Document segment =>
:::::

‘Landmark study’ led by UNLV shows new path to treat, prevent autism
Updated May 2, 2025 - 7:47 pm
A UNLV-led study has discovered a new molecular path that leads to autism, potentially opening the way for more intervention in the future.
The study by Łukasz Sznajder, a UNLV chemistry and biochemistry professor, was published on April 21 in the journal Nature Neuroscience.
It found that a gene that causes myotonic dystrophy — a genetic condition that creates progressive muscle weakness — also causes autism spectrum disorder. Researchers say the study can help with new diagnoses, preventions and treatment of autism.
“This is a landmark example of an RNA-mediated pathway to autism. It doesn’t account for all of autism, but it exposes one route among the many that lead to the spectrum,” Ryan Sultan, a psychiatrist and research director at Integrative Psych and a clinical psychiatry assistant professor at Columbia University.
Link between autism and myotonic dystrophy
Around 95 percent of children with autism have at least one extra condition, Sznajder said.
As a geneticist, Sznajder had long noticed a high crossover between people suffering from myotonic dystrophy and autism.
So, he posed the question: “What is happening in the brains of people with myotonic dystrophy on the molecular level, and what is happening in the brains of people with autism?”

:::::

Data records =>
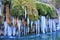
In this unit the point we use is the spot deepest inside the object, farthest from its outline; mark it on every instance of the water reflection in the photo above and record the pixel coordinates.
(47, 36)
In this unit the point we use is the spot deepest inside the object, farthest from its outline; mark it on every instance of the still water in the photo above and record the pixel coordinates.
(47, 36)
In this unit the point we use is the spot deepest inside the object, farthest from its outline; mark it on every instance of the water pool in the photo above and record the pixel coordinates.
(47, 36)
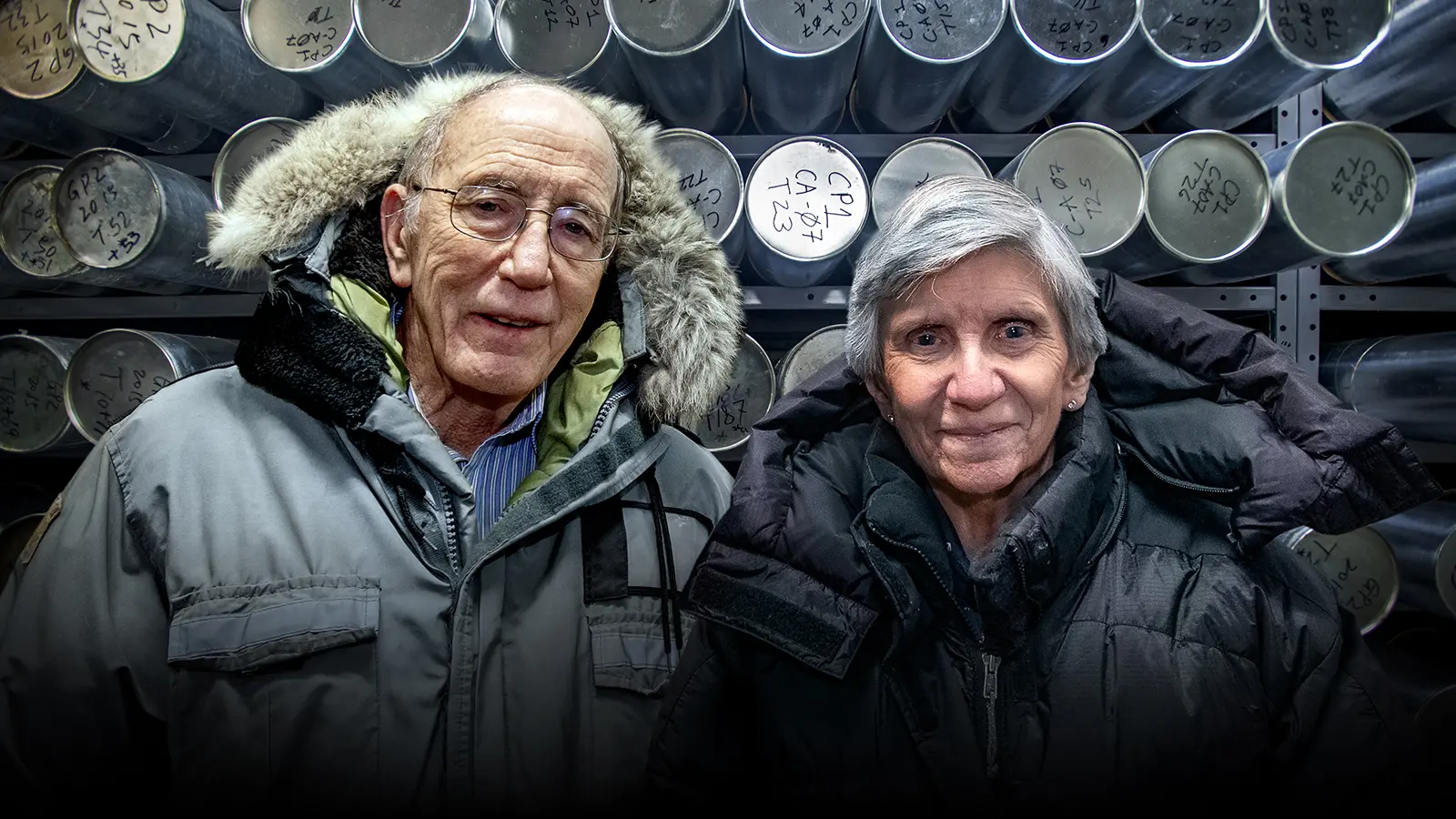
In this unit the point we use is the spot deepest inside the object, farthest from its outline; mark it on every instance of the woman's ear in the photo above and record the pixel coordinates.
(392, 229)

:::::

Goal of the exercise => According to the article on the UNLV autism study, why did Sznajder ask what happens on the molecular level in the brains of people with myotonic dystrophy and people with autism? Answer in one to three sentences. The lines that come after the article on the UNLV autism study are unrelated material.

Answer for this exercise => As a geneticist, Sznajder had long noticed a high crossover between people with myotonic dystrophy and people with autism. That overlap led him to ask what was happening at the molecular level in the brains of both groups.